EXERCISE DATA
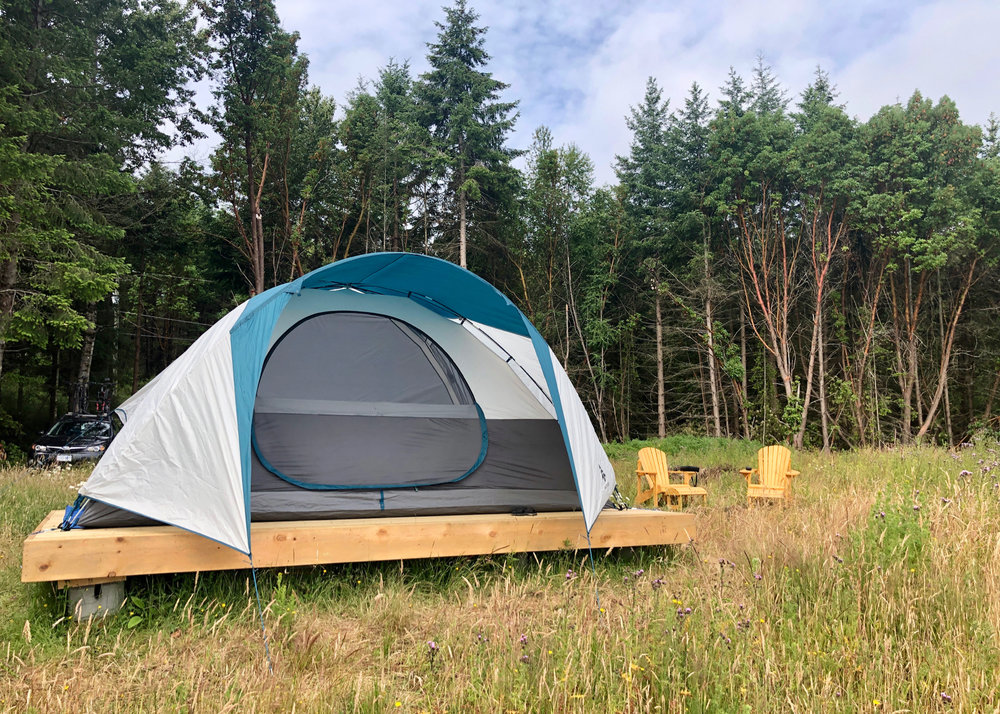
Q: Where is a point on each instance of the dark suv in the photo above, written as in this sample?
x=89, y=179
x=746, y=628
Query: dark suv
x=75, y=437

WHAT THIS TASK INVOLVES
Line by line, return the listing above exactly, leaving out its pictures.

OUTPUT FOR THIS EXERCISE
Q: Where is a point on each instance of the dark suv in the photo above, written as in this sample?
x=89, y=179
x=746, y=628
Query: dark suv
x=75, y=437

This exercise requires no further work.